**What you will do:** Rewrite only the records that begin at the line containing "Would you kindly point at the school" and stop after the line containing "<point>25,22</point>", keeping the request lines as they are and shifting every coordinate in the answers up by 85.

**Data entries:**
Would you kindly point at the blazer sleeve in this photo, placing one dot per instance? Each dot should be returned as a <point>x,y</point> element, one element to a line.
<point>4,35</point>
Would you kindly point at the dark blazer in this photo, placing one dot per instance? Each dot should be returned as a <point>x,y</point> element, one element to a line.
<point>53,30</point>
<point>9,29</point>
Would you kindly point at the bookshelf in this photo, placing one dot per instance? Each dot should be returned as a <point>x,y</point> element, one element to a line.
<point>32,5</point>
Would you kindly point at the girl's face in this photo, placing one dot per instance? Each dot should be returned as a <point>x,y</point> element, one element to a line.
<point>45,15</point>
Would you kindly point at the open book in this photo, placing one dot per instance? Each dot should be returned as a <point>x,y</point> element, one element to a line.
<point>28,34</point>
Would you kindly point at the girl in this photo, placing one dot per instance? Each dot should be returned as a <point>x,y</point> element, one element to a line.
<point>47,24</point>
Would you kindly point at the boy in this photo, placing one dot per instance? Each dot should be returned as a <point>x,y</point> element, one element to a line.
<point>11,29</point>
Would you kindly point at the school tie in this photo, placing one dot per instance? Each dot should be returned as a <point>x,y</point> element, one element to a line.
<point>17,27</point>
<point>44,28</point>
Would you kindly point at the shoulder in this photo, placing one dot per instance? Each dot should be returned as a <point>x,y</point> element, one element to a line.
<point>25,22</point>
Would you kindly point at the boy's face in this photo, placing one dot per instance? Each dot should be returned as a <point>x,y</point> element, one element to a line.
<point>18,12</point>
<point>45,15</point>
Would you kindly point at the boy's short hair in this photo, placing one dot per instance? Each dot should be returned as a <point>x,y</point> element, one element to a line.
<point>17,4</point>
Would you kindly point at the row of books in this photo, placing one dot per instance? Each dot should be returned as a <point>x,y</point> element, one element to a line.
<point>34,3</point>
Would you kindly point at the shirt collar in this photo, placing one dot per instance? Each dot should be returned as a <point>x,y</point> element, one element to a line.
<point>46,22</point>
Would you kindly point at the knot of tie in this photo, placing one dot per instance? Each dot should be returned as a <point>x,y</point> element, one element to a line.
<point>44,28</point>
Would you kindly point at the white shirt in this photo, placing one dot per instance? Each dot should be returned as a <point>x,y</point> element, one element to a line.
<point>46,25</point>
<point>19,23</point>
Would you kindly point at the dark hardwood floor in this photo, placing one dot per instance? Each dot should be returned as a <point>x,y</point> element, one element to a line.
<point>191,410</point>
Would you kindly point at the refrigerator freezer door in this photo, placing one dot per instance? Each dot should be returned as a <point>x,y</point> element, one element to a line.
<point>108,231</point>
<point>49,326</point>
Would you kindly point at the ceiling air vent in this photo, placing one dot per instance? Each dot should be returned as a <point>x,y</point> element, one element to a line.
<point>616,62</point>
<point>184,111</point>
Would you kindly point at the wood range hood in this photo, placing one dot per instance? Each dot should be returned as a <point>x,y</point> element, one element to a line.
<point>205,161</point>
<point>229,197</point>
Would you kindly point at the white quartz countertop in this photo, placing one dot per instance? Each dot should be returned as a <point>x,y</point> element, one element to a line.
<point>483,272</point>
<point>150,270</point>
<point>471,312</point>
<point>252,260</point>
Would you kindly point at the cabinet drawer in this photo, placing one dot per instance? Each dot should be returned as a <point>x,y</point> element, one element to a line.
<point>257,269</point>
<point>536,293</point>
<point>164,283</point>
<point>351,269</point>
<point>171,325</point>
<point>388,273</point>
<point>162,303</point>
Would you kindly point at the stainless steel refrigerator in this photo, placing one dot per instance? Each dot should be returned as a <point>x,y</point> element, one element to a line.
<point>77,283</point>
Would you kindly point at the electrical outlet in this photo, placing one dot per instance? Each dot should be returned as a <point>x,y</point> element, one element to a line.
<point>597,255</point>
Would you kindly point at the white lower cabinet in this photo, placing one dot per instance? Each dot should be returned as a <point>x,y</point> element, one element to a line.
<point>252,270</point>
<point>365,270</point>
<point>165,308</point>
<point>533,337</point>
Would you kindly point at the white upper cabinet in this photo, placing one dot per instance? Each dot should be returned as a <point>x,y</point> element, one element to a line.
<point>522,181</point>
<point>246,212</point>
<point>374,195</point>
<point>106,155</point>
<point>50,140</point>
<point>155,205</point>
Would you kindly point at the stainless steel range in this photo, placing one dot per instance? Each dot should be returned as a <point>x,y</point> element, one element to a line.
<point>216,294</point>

**Solution for this problem:**
Would you kindly point at the school tie in this photo, placing one dot per instance? Each dot should be returned as a <point>x,y</point> element, one element to a line.
<point>102,112</point>
<point>129,113</point>
Would you kindly point at the shoulder in this photo, placing one dot per instance? Each dot should be returned as a <point>x,y</point> element, one element to a line.
<point>110,107</point>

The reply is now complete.